Write what comes next in the press release on Resolute Energy's third-quarter 2012 results, picking up right after its last sentence and keeping the rest of the data out of it.

SELECTED PASSAGE:
:::

Denver, Colorado – November 5, 2012 – Resolute Energy Corporation (“Resolute” or the “Company”) (NYSE: REN) today reported financial and operational results for the three and nine month periods ended September 30, 2012.

Highlights for the quarter ended September 30, 2012, include the following:

 

   

Total Company production in the third quarter increased to 9,365 barrels of oil equivalent (“Boe”) per day, which was eighteen percent higher than the same quarter last year. Growth is in line with the Company's plan, confirming previously announced guidance of fifteen percent production growth for full-year 2012.

 

   

Net production from Greater Aneth Field increased to 6,399 Boe per day, an eight percent increase over the 5,923 Boe per day produced in the prior year quarter.

 

   

North Dakota activity continued on plan as the Company placed 10 gross (2.2 net) wells on production during the third quarter and increased daily net production to 919 Boe per day in the Bakken trend, up from 199 Boe per day during the same quarter last year.

 

   

In the Permian Basin, Resolute placed 6 gross (4.0 net) wells on production during the third quarter. Daily net production increased to 600 Boe per day, up from 284 Boe per day during the same quarter last year. We also increased operational efficiencies, reducing drilling and completion costs in the Delaware Basin to $3.5 million from $4.1 million and improved drilling and completion costs in the Midland Basin to $2.8 million from $3.1 million.

Nicholas J. Sutton, Resolute’s Chairman and Chief Executive Officer said: “I am pleased to be able to confirm that our production growth remains on target, and we are confident that we will exit the year meeting our production goals that we shared with you previously. That incremental production is coming from our core areas, including Aneth Field, the Bakken trend and the Permian Basin.

“During the quarter, Aneth Field continued to show positive results associated with our ongoing CO2 flood program. To date that activity has been focused on the Aneth Unit, and we are pleased that we continue to see production growth from Phases 1, 2 and 3. In addition we have seen early production response from Phase 4, where we only recently started to inject CO2. Aneth Field also benefited from the results of certain operational activities, such as sidetracking several production and injection wells, and achieving increasingly better run times at the Aneth Unit central compression facility. Also, in the McElmo Creek Unit of Aneth Field, our work in the DC IIC formation continued, with activity on three producers and one injector during the quarter.

:::

INFORMATION SHOWN:
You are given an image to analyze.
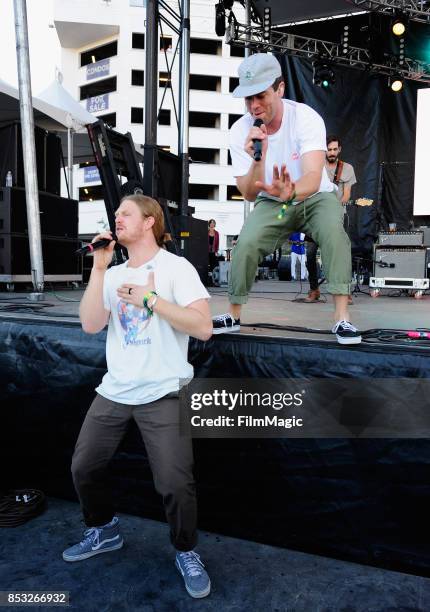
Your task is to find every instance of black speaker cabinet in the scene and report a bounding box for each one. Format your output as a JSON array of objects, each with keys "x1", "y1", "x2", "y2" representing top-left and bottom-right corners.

:::

OUTPUT FOR THIS TASK:
“In North Dakota we increased oil production almost five-fold from the prior year, and the commissioning of a new walking rig has provided an excellent opportunity for the operator to increase operational efficiencies, improve returns and support an accelerated pace of drilling activity.

“In addition to our drilling in the Permian Basin, where we placed 6 gross (4.0 net) wells on production, we focused on operational improvements that included installing cost-saving electrical infrastructure, drilling and completing a salt water disposal well and testing alternative production methods such as electrical submersible pumps and gas lift systems, all aimed at decreasing costs, enhancing productivity and improving profitability. We also have been able to improve drilling performance in both the Delaware and Midland basins.

“In Hilight Field, we have resumed our Muddy refrac program and we anticipate undertaking another four Muddy refracs during the fourth quarter.

“With our increased operational activity came an increase in lease operating expenses. Third quarter lease operating expense increased approximately nine percent from the second quarter as a result of expanded operations in Texas and North Dakota, and an aggressive increase in activity to reduce well downtime and improve production in Aneth Field. Particularly in Aneth Field, these costs were reflected in our operating income in a single quarter, while the production benefits are realized over upcoming quarters and years. We also saw generally higher supply costs across all areas.

“Our management team has done an excellent job of diversifying the Company's asset portfolio into some of the nation's most compelling oil plays, and ramping-up drilling activity to increase production. Our assets in the Permian Basin and in the Bakken oil shale trend of North Dakota provide us with attractive projects for reinvesting the substantial free cash flow generated by our foundation Aneth Field. We have the financial resources to continue our enhancement and development operations in Aneth Field and run continuous drilling programs in the Permian Basin and the Bakken trend, providing the basis for driving further oil production increases.”

Operations Update

Greater Aneth Field – Paradox Basin

Our Aneth Field properties had production for the quarter of 6,399 Boe per day compared to 5,923 Boe per day a year ago and 6,648 Boe per day in the second quarter. The quarterly sequential production decrease was due primarily to the sale of working interests to Navajo Nation Oil and Gas Company (“NNOGC”) that occurred on July 2, 2012. Without the disposition, third quarter production would have been flat compared to the prior quarter. In the Aneth Unit, five more wells were sidetracked and completed during the third quarter, contributing to an initial production increase of approximately 130 gross Boe per day. We plan to sidetrack three more wells in the fourth quarter. In Phase 4 of our expansion of the Aneth Unit CO2 flood, activity focused on facility upgrades at the main battery and production header to handle increased oil, gas and water volumes. We have seen production response in several Phase 4 producing wells as a result of CO2 injected in the adjacent Phase 3 area as well as early injections within the Phase 4 area itself. As a result of activities across the Aneth Unit, September daily production was an impressive 22 percent increase over January, 2012, production.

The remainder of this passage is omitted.